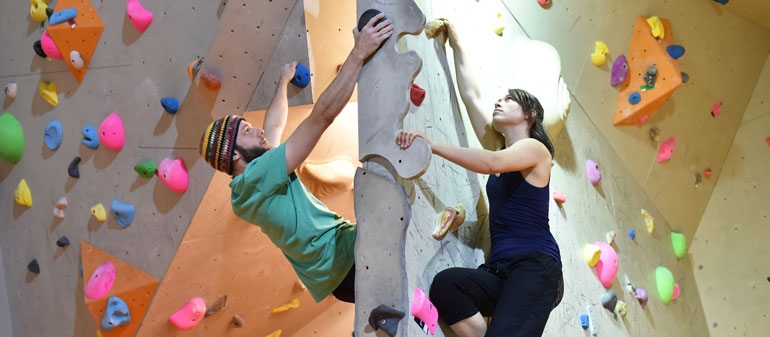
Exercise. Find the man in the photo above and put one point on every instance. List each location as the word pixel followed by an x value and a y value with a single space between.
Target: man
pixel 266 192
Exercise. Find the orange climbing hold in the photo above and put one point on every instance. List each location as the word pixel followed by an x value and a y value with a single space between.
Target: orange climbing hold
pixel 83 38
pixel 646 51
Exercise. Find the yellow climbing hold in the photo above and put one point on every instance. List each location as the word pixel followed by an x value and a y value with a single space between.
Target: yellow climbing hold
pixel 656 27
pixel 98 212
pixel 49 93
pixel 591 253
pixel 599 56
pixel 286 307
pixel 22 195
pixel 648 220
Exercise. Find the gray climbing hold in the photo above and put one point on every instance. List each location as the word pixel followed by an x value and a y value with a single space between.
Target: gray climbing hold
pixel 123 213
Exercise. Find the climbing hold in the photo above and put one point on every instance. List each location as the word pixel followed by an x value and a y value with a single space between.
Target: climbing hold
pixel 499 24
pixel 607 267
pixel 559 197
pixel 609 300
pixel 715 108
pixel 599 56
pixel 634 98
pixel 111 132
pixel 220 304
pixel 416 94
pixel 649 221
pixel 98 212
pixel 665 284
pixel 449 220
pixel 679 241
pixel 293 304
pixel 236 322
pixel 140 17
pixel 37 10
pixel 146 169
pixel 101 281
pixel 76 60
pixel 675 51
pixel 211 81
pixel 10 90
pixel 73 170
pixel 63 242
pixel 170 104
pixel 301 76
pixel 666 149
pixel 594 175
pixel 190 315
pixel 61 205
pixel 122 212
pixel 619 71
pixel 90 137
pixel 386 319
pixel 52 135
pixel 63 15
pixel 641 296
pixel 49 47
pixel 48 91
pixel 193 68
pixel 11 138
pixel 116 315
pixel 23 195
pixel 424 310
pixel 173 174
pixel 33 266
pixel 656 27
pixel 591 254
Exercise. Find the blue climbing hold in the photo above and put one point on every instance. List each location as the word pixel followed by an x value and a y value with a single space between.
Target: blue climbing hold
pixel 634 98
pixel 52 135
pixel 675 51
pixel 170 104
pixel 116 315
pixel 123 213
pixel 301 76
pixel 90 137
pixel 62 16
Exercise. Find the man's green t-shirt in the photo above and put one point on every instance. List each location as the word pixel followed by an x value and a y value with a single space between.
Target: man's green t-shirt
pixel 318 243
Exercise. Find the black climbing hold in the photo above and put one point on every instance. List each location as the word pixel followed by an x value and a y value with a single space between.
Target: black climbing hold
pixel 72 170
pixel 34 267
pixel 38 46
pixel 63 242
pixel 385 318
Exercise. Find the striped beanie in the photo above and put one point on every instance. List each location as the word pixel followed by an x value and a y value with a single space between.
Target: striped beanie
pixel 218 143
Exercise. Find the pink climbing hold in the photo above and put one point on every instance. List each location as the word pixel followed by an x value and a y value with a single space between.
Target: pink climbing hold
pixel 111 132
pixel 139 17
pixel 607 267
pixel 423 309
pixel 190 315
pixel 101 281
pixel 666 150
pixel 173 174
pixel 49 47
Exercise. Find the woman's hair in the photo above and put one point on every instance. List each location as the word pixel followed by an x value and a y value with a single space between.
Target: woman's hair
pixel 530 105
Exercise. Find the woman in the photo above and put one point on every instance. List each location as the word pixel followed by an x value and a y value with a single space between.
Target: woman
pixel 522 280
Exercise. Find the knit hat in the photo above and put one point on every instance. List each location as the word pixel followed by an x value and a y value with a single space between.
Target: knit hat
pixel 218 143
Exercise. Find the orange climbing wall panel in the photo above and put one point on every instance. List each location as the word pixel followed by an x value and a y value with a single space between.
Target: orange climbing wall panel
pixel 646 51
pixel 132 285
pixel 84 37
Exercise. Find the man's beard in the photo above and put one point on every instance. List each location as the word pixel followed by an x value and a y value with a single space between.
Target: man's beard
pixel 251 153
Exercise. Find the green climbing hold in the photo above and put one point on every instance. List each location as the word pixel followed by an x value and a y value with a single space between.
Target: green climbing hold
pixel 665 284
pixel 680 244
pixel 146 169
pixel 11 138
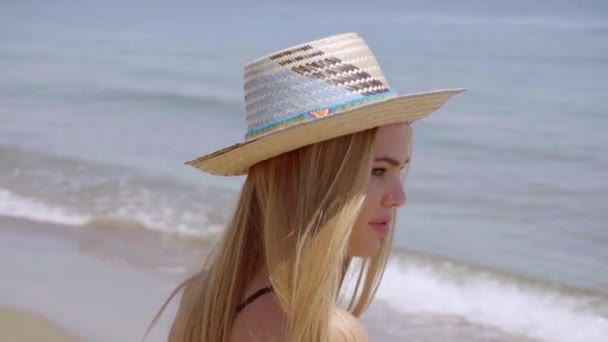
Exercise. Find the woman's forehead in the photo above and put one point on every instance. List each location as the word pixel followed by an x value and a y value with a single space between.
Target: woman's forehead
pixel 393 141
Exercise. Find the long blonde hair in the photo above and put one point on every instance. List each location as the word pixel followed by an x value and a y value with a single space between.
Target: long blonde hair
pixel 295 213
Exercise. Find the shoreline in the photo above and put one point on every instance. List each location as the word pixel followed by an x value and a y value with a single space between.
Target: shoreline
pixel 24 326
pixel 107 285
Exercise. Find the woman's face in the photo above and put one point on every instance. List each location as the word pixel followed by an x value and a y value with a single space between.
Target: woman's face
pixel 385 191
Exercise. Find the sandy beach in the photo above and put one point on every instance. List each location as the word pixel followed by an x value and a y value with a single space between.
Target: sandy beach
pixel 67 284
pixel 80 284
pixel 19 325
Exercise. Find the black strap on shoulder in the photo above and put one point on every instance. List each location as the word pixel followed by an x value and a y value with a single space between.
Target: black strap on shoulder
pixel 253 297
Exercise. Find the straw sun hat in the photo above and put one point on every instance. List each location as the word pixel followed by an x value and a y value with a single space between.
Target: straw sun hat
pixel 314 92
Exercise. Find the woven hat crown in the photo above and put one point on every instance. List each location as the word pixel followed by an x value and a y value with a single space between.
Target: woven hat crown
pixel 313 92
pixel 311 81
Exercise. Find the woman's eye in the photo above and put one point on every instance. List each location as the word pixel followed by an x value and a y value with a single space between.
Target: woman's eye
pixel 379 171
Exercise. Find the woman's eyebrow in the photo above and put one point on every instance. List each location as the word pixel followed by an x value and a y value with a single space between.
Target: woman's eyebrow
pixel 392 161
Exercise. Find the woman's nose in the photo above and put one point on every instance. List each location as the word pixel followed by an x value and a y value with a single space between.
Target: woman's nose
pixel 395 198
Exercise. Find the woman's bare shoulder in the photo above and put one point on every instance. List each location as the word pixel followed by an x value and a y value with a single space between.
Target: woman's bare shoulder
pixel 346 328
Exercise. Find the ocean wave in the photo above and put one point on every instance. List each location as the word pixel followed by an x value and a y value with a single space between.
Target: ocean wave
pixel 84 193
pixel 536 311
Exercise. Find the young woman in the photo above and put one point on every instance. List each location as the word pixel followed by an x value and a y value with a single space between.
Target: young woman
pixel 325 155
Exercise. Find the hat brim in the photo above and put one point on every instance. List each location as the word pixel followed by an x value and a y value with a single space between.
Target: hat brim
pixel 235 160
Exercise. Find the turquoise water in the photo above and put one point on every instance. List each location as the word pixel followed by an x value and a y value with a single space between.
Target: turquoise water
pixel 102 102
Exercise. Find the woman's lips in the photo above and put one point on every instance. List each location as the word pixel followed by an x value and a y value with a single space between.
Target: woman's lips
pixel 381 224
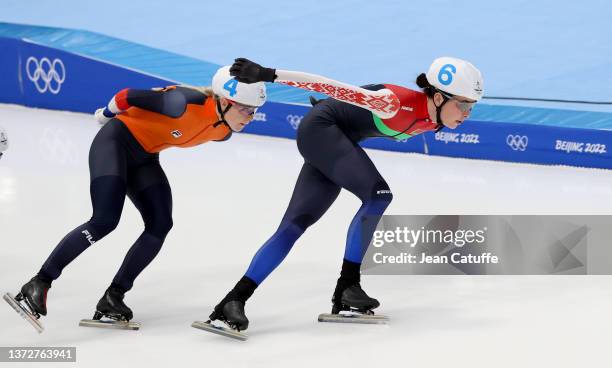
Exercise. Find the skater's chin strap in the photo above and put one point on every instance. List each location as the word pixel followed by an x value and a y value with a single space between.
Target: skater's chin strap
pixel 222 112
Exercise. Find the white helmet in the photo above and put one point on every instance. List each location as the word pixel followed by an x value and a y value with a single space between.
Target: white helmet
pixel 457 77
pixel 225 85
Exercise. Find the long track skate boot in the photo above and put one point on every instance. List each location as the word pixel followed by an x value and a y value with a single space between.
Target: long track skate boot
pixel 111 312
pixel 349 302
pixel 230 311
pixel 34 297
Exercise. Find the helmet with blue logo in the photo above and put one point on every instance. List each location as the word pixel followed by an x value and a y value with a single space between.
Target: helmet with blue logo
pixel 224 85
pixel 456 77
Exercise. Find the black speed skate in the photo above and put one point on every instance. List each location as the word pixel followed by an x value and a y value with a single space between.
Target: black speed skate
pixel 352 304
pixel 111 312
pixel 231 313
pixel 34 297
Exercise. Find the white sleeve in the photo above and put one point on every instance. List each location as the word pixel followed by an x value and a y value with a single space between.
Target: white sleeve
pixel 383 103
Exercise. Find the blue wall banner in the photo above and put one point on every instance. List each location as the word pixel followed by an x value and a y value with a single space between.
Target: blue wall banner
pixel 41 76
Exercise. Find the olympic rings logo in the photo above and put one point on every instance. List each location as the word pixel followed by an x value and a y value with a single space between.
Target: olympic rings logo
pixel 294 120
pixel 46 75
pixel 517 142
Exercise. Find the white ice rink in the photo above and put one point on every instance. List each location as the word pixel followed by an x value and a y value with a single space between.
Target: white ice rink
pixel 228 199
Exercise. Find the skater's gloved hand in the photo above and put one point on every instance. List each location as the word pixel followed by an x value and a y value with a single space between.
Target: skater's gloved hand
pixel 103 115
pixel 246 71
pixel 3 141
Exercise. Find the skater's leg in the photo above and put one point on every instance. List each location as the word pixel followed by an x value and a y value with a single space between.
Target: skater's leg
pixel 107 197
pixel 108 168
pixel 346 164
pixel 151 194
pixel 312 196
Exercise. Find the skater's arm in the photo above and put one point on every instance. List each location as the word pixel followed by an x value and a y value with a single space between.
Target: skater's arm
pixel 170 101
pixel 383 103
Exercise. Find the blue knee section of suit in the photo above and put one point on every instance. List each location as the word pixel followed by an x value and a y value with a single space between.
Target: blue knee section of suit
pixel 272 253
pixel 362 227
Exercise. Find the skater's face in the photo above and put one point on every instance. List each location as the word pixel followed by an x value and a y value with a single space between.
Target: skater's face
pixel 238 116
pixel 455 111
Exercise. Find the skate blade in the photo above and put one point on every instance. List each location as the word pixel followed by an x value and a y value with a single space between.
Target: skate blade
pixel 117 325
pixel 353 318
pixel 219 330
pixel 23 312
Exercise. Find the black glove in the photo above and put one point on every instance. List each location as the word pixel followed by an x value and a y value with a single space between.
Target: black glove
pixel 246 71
━━━━
• **BRIEF**
Copy the records above exactly, beginning at the line that contains "Target: sandy beach" and stopping after the line that contains "Exercise. Find the woman's eye in".

• **TASK RESULT**
Target: sandy beach
pixel 67 284
pixel 80 284
pixel 19 325
Exercise. Find the black strap on shoulder in the photo above and put one point on every instance. List each location as the word pixel followed by an x value and a y value with a single space between.
Target: black strap on shoulder
pixel 253 297
Exercise. Find the straw sun hat in the photo above and put one point on every instance. List each location as the word pixel followed by an x value and a y value with a single space between.
Target: straw sun hat
pixel 314 92
Exercise. Find the woven hat crown in the photo above and put one point on every instance. List each location as the word pixel followed by an x value and a y value with a single space between.
Target: woven hat crown
pixel 313 92
pixel 311 81
Exercise. Find the woman's eye in the photo above and put one point on every instance. List each location as the word pixel followed by an x value and a y value with a single space between.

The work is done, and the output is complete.